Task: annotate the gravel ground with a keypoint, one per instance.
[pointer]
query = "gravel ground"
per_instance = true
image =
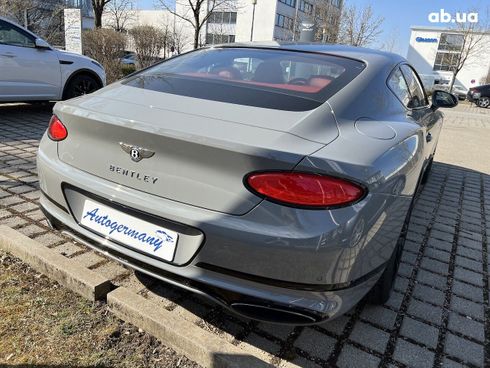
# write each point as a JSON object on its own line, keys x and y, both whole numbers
{"x": 44, "y": 323}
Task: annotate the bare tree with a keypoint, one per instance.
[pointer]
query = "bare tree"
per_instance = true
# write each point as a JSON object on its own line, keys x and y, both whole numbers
{"x": 180, "y": 39}
{"x": 359, "y": 27}
{"x": 107, "y": 47}
{"x": 99, "y": 6}
{"x": 196, "y": 12}
{"x": 148, "y": 43}
{"x": 470, "y": 41}
{"x": 120, "y": 13}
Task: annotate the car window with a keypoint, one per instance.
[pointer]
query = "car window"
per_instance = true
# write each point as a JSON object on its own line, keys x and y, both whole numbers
{"x": 269, "y": 78}
{"x": 416, "y": 90}
{"x": 11, "y": 35}
{"x": 398, "y": 85}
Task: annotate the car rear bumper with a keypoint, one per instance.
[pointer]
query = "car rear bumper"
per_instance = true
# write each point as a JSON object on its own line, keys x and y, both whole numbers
{"x": 312, "y": 266}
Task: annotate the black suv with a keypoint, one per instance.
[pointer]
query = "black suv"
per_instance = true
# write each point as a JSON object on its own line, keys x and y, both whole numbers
{"x": 480, "y": 95}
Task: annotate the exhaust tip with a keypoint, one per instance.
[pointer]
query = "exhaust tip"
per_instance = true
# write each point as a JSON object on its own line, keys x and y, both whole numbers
{"x": 273, "y": 314}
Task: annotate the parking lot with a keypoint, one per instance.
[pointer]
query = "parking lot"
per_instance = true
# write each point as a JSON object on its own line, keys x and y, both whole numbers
{"x": 438, "y": 315}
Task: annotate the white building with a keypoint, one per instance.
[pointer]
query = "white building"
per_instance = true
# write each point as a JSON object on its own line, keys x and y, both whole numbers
{"x": 271, "y": 20}
{"x": 435, "y": 51}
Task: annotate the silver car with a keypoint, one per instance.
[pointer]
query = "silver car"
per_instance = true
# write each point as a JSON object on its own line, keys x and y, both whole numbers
{"x": 276, "y": 179}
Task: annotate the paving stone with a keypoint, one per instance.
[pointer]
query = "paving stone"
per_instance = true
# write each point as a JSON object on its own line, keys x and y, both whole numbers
{"x": 429, "y": 294}
{"x": 13, "y": 222}
{"x": 468, "y": 263}
{"x": 370, "y": 337}
{"x": 463, "y": 349}
{"x": 470, "y": 243}
{"x": 425, "y": 311}
{"x": 420, "y": 332}
{"x": 68, "y": 249}
{"x": 432, "y": 279}
{"x": 470, "y": 253}
{"x": 435, "y": 266}
{"x": 466, "y": 326}
{"x": 395, "y": 300}
{"x": 11, "y": 200}
{"x": 471, "y": 292}
{"x": 438, "y": 254}
{"x": 31, "y": 229}
{"x": 379, "y": 315}
{"x": 88, "y": 259}
{"x": 279, "y": 331}
{"x": 466, "y": 307}
{"x": 315, "y": 343}
{"x": 351, "y": 357}
{"x": 48, "y": 239}
{"x": 299, "y": 362}
{"x": 471, "y": 277}
{"x": 413, "y": 355}
{"x": 448, "y": 363}
{"x": 257, "y": 345}
{"x": 111, "y": 270}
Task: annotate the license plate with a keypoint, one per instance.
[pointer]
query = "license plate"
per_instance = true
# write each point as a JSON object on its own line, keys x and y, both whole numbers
{"x": 130, "y": 231}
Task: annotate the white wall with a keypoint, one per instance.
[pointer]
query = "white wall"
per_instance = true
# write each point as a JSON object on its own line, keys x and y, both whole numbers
{"x": 265, "y": 12}
{"x": 422, "y": 56}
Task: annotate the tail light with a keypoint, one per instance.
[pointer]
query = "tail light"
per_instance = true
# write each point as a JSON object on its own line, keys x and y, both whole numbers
{"x": 304, "y": 189}
{"x": 56, "y": 130}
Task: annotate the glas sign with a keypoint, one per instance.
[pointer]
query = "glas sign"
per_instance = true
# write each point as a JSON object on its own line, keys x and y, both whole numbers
{"x": 426, "y": 40}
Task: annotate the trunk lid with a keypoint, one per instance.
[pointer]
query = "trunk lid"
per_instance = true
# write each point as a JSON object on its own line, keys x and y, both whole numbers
{"x": 201, "y": 149}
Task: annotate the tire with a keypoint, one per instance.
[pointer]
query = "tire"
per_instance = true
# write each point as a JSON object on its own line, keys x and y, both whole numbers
{"x": 483, "y": 102}
{"x": 381, "y": 291}
{"x": 80, "y": 85}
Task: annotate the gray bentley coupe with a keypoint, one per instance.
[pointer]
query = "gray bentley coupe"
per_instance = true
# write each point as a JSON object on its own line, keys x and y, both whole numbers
{"x": 275, "y": 179}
##############################
Update the material so that every occurrence of "keypoint" becomes "marker point", with all else left unchanged, and omit the pictures from your answer.

Task: annotate the gravel ground with a marker point, one per instance.
[pointer]
query = "gravel ground"
per_instance = true
image =
# write each point as a JSON object on its own line, keys x and y, both whole numbers
{"x": 44, "y": 323}
Task: annotate the bare tree with a marker point, one per instance.
[pointer]
query = "bare tree"
per_instance = true
# write each point as a JSON object on its own line, keys x and y, both whole numbers
{"x": 180, "y": 39}
{"x": 359, "y": 27}
{"x": 107, "y": 47}
{"x": 99, "y": 6}
{"x": 196, "y": 12}
{"x": 148, "y": 43}
{"x": 470, "y": 41}
{"x": 120, "y": 13}
Task: annotate the car window with a marker point, one per instance.
[pointer]
query = "car window"
per_instance = true
# write each point as a JSON object on its own line, keys x and y, both whole numbers
{"x": 269, "y": 78}
{"x": 416, "y": 90}
{"x": 11, "y": 35}
{"x": 398, "y": 85}
Task: annotate the car rear bumper with a marker point, one per instance.
[pointer]
query = "car rear bumper"
per_instance = true
# write each point as a JSON object on its own line, keys x and y, both whole numbers
{"x": 312, "y": 266}
Task: annotate the black suv with a marker point, one per instance.
[pointer]
query = "black suv"
per_instance = true
# write each point as a JSON object on its own line, keys x and y, both whole numbers
{"x": 480, "y": 95}
Task: annotate the exhaust tip with a marker point, one per instance.
[pointer]
query = "exhaust tip"
per_instance = true
# write each point as a JSON object on its own line, keys x and y, both whole numbers
{"x": 273, "y": 314}
Task: annotate the parking lot with a marker point, one per instance.
[pointer]
query = "parking lot"
per_instance = true
# write each point as a JSON object on its own line, keys x and y, both whole numbers
{"x": 438, "y": 315}
Task: annotate the white building with a marker point, one per instance.
[pointer]
query = "white building"
per_instance = true
# write each point as a JSON object on its own line, keys x and y, both whole numbers
{"x": 271, "y": 20}
{"x": 435, "y": 51}
Task: annotate the silver car with a marker point, one per instance.
[pointer]
query = "silver car"
per_instance = true
# write each point as a JSON object on its own line, keys x and y, both whole numbers
{"x": 276, "y": 179}
Task: annotate the paving stone with a marker point, one per instance.
[pointer]
query = "paving stone"
per_instance = true
# write each point as a JSON object on its own line, keys x and y, both whole numbers
{"x": 429, "y": 294}
{"x": 13, "y": 222}
{"x": 468, "y": 263}
{"x": 370, "y": 337}
{"x": 463, "y": 349}
{"x": 470, "y": 243}
{"x": 425, "y": 311}
{"x": 420, "y": 332}
{"x": 68, "y": 249}
{"x": 432, "y": 279}
{"x": 470, "y": 253}
{"x": 435, "y": 266}
{"x": 466, "y": 326}
{"x": 395, "y": 300}
{"x": 11, "y": 200}
{"x": 471, "y": 292}
{"x": 438, "y": 254}
{"x": 31, "y": 229}
{"x": 379, "y": 315}
{"x": 88, "y": 259}
{"x": 279, "y": 331}
{"x": 466, "y": 307}
{"x": 315, "y": 343}
{"x": 351, "y": 357}
{"x": 48, "y": 239}
{"x": 299, "y": 362}
{"x": 471, "y": 277}
{"x": 413, "y": 355}
{"x": 448, "y": 363}
{"x": 257, "y": 345}
{"x": 111, "y": 270}
Task: annotate the license plate with a marker point, one per instance.
[pointer]
query = "license plate"
per_instance = true
# write each point as a JSON object on its own line, keys x and y, both whole numbers
{"x": 130, "y": 231}
Task: annotate the white wall with a marker point, one per instance.
[pointer]
query = "white wall"
per_instance = true
# write each point as a JSON object on its own line, keys x and y, both whole numbers
{"x": 265, "y": 12}
{"x": 422, "y": 56}
Task: annotate the tail light with a marker point, one per instance.
[pointer]
query = "tail light"
per_instance = true
# write each point as a JSON object on its own line, keys x and y, both whole numbers
{"x": 304, "y": 189}
{"x": 56, "y": 130}
Task: annotate the glas sign with a marker point, one per instance.
[pointer]
query = "glas sign"
per_instance = true
# write each point as a JSON object on its own line, keys x and y, both whole numbers
{"x": 426, "y": 40}
Task: annotate the trunk lid with a marker point, one per instance.
[pointer]
query = "trunk lid"
per_instance = true
# write each point as a JSON object on its own line, keys x and y, both whole numbers
{"x": 201, "y": 149}
Task: annotate the tire with a marker point, one per instance.
[pointer]
query = "tire"
per_instance = true
# write each point as a JSON object on its own line, keys x and y, both whole numbers
{"x": 483, "y": 102}
{"x": 381, "y": 291}
{"x": 80, "y": 85}
Task: annotate the gray bentley coupe with a marker point, one per instance.
[pointer]
query = "gray bentley coupe"
per_instance = true
# write each point as a JSON object on its own line, keys x and y, both whole numbers
{"x": 275, "y": 179}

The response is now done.